**Given text**
Stockholm — I rarely compliment myself, but I must admit I look svelte as I stride up to the podium to accept the Nobel Prize in economics. It’s not every day that a 60-something gal from a tiny New York town gets this award from the King of Sweden. I’m not the least bit nervous after all the interviews I’ve done — a Today show exclusive (with Matt Lauer, not just Ann Curry); People magazine’s cover; a serious chat with NBC Nightly News host Brian Williams; and some girls’ gossip and dance with comedienne Ellen DeGeneres, who thinks it’s hysterical that someone without an economics Ph.D. would snare this prize for discovering a diet that helps to eradicate world obesity affordably. My carefully tested “Wedding Diet” made headlines after word spread that an aging mother (me) dropped 25 pounds in 28 weeks to look great for her daughter’s wedding — and did so without surgery, a royal career turned toxic, or convoluted diet-book instructions. The upshot? Mothers everywhere are begging their kids to marry.
I only wish that my diet plan had garnered such international attention. When my younger daughter announced her engagement, it wasn’t the logistics of planning a wedding for 150 that terrified me. I had 15 months — an eternity for someone who doesn’t overanalyze the merits of asparagus spears wrapped in smoked salmon with caper garnish versus tuna tartare in phyllo with horseradish dabs. But losing 25 pounds — a plump Thanksgiving turkey — at age 62 is tough. My older daughter didn’t sugarcoat the urgency: “Mom, the photos last forever.”
I decide it takes a village — in my case, Rhinebeck — to make this work. I rejoin Weight Watchers to relearn portion control, and stop devouring entire jars of peanut butter after a few intoxicating spoonfuls. I give up foods that pile on pounds, focus on what’s leafy at my farmers’ market, alternate Pilates and cardio at a local studio and gym, and avoid my favorite town temptations: Tuscan fries and a Skizza (with fig jam, mozzarella, pears, and arugula) at Gigi Trattoria.
The first three weeks prove depressing. The scale doesn’t budge. But I resist emotional binging. In fact, I avoid almost everything bad. Lunch with a friend and his grandchildren at my town’s old-style pizza parlor tests my mettle. He and the kids order a pie — dripping with mushrooms, pepperoni, and gooey cheese — and big, fat garlic knots. Unaware that I’m dieting, he suggests I have a garden salad with chicken. Do I look that fat? I ogle his choices but avoid asking for a bite.

**Task description**
Rewrite the wedding-diet text from "The first three" up to and including "for a bite.", putting "Caesar salad" wherever "garden salad" appears.

Natural-language descriptions of regions:
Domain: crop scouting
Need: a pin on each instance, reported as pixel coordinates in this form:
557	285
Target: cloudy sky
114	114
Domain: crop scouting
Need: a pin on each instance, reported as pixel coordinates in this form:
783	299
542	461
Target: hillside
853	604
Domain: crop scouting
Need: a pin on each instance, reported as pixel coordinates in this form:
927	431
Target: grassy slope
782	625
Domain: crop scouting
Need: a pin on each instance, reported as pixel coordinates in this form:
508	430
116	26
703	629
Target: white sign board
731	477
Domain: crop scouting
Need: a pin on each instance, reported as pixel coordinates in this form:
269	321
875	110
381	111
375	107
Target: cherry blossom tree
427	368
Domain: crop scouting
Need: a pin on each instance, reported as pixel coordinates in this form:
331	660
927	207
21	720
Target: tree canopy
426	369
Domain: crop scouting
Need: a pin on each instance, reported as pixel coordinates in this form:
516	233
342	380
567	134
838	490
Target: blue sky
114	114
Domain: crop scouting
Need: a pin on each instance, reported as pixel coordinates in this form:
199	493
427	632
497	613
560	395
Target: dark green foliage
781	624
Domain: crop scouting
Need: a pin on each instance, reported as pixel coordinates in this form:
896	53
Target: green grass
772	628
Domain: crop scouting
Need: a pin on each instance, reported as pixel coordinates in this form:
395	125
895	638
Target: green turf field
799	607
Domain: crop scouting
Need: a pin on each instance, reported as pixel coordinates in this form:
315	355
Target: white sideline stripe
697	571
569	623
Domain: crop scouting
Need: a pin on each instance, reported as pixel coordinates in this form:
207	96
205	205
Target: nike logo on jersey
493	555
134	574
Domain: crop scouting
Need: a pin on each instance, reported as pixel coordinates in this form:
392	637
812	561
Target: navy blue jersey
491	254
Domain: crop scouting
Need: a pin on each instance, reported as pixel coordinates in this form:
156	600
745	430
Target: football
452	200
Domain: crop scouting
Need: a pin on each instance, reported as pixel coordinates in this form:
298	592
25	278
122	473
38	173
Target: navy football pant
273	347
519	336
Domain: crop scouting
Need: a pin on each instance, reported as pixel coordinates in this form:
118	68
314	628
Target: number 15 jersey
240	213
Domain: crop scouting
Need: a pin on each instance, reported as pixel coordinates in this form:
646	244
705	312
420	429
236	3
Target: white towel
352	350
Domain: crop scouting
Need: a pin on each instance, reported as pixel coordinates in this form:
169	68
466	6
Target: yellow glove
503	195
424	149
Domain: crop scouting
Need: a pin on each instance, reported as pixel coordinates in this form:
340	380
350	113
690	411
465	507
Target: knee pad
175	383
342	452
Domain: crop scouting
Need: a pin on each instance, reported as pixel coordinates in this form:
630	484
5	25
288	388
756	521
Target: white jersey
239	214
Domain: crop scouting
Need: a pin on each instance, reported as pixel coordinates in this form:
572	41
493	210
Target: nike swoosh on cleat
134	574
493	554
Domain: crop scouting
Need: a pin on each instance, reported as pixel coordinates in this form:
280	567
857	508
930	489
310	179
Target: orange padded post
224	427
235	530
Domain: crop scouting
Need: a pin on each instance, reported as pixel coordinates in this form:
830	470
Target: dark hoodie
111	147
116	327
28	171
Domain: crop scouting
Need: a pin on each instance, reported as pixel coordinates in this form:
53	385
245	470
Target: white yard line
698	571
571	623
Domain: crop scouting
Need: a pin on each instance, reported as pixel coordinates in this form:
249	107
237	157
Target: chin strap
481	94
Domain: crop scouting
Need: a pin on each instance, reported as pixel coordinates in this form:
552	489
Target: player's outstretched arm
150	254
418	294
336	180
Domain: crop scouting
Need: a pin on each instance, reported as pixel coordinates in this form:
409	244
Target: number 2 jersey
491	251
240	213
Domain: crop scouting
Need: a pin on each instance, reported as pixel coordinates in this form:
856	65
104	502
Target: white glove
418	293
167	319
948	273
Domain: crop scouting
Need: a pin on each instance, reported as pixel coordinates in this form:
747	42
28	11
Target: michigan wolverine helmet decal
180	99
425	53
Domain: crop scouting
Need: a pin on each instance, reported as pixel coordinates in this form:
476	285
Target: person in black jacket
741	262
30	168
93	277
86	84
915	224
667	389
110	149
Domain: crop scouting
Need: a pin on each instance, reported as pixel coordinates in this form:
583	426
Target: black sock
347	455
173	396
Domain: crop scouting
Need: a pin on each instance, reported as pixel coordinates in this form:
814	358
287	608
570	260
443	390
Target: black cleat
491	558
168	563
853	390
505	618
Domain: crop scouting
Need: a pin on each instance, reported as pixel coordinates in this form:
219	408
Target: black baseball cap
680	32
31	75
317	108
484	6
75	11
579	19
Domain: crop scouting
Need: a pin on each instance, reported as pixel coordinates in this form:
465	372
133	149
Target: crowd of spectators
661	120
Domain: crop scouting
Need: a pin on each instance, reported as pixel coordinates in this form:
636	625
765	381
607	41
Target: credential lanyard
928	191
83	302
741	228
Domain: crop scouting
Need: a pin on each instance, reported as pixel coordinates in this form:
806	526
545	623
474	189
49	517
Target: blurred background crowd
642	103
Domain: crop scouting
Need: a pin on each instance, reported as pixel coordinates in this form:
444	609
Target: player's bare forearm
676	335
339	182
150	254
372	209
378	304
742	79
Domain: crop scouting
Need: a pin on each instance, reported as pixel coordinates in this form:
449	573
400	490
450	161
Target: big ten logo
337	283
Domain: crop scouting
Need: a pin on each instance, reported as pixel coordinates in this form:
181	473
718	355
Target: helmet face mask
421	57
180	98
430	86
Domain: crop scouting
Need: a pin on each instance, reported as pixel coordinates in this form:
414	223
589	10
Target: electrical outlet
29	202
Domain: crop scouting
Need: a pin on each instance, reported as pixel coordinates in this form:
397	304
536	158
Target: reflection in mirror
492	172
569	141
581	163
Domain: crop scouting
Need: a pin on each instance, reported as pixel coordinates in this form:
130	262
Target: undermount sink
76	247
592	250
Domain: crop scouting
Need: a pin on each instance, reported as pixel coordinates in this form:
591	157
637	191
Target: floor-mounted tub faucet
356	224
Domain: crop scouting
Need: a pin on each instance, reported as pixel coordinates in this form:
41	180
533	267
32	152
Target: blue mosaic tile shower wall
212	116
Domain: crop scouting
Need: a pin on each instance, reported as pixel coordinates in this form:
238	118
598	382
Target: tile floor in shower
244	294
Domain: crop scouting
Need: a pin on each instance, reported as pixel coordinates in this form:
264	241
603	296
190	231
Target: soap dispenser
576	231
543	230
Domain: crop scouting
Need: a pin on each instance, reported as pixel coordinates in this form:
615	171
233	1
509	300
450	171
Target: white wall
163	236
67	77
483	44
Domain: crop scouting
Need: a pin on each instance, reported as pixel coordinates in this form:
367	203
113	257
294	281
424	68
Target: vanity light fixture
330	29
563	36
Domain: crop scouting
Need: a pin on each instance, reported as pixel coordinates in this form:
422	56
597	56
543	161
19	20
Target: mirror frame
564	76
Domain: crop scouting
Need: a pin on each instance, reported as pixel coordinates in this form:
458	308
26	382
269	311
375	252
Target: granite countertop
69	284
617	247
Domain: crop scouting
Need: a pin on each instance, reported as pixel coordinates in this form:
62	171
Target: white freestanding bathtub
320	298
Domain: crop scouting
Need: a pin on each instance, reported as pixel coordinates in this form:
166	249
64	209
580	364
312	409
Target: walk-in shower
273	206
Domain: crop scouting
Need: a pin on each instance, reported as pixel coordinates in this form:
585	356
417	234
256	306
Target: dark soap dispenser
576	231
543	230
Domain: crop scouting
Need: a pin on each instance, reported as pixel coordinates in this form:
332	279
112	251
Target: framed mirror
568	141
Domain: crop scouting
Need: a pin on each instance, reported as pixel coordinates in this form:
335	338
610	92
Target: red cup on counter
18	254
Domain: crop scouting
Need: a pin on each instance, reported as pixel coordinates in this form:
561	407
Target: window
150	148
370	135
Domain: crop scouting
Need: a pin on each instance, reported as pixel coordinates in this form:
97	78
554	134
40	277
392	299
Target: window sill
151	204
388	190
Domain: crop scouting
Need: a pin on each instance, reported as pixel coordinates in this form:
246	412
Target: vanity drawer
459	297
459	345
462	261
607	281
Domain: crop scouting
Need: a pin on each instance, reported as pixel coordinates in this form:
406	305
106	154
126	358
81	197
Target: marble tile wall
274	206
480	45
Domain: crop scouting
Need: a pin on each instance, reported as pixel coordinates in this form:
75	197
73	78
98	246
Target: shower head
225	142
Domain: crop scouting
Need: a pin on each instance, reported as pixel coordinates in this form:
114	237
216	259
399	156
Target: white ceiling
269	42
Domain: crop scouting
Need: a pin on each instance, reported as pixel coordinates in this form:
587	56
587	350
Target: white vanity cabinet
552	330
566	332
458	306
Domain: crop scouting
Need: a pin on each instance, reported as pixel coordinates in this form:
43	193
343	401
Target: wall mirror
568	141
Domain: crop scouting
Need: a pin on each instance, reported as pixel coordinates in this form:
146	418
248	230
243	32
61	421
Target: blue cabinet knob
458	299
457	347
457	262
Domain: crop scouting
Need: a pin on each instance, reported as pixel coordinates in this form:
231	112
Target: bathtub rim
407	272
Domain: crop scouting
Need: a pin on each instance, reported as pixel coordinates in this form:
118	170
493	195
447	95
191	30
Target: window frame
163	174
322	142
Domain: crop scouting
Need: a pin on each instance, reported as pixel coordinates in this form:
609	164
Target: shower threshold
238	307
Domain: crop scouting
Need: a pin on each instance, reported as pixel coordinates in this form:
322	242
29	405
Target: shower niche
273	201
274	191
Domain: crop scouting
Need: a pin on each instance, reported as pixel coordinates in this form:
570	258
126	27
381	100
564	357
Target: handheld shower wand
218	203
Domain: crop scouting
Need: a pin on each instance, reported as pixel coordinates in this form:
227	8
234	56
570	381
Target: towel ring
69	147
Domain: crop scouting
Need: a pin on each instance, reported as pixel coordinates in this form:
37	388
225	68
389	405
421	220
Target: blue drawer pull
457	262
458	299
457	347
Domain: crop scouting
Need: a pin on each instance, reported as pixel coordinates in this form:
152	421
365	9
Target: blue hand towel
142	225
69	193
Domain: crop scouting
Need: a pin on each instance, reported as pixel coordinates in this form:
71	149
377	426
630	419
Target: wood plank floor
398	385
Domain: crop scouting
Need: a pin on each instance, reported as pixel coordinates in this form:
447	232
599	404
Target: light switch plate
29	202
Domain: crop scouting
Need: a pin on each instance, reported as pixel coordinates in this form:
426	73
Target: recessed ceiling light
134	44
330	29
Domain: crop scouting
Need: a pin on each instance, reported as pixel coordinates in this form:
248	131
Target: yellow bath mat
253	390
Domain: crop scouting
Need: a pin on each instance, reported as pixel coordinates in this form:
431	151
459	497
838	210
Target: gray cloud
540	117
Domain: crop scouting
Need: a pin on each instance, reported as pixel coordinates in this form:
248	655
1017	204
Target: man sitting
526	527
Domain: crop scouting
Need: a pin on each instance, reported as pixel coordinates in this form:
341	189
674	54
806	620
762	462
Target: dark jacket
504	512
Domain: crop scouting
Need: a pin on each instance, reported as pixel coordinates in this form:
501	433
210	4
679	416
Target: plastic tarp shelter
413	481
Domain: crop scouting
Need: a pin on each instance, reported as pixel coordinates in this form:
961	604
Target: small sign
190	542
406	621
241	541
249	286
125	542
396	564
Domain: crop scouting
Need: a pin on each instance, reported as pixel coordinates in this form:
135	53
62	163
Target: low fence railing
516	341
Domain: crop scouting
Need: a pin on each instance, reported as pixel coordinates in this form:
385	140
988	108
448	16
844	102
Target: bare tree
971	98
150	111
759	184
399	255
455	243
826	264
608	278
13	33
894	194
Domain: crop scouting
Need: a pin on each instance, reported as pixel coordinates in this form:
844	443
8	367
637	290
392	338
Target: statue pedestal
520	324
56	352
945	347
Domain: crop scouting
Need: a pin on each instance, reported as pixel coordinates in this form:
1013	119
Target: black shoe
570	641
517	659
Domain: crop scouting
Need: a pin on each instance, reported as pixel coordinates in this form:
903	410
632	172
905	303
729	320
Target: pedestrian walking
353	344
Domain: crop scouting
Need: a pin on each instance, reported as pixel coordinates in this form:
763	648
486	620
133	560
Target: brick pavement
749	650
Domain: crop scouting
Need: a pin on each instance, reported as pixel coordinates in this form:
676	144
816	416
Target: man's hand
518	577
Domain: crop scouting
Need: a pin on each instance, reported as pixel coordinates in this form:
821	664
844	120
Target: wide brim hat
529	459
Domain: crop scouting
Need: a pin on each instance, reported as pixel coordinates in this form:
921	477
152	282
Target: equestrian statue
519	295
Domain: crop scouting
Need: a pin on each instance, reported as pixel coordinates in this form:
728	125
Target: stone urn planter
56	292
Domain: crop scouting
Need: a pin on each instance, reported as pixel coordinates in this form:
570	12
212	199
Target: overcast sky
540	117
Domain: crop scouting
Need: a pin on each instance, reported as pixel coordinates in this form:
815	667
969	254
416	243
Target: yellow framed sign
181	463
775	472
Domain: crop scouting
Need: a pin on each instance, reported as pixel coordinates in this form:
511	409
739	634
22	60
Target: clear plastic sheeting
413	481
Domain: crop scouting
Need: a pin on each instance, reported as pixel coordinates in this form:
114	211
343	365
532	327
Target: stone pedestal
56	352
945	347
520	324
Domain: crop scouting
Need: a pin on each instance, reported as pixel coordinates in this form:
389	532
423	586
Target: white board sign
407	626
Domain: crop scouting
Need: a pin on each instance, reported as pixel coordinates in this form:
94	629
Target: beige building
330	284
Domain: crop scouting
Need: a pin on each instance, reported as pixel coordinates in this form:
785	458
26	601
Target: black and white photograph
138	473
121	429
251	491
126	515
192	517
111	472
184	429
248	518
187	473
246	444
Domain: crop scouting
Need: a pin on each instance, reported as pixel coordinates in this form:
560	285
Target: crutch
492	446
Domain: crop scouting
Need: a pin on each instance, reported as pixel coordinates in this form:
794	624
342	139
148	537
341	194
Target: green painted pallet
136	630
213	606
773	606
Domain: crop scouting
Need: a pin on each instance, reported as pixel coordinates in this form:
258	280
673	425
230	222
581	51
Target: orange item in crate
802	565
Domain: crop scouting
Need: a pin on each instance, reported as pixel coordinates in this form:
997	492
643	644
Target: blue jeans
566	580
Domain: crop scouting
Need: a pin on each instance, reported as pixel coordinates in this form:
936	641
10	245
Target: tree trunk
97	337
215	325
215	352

**Solution for this task**
The first three weeks prove depressing. The scale doesn’t budge. But I resist emotional binging. In fact, I avoid almost everything bad. Lunch with a friend and his grandchildren at my town’s old-style pizza parlor tests my mettle. He and the kids order a pie — dripping with mushrooms, pepperoni, and gooey cheese — and big, fat garlic knots. Unaware that I’m dieting, he suggests I have a Caesar salad with chicken. Do I look that fat? I ogle his choices but avoid asking for a bite.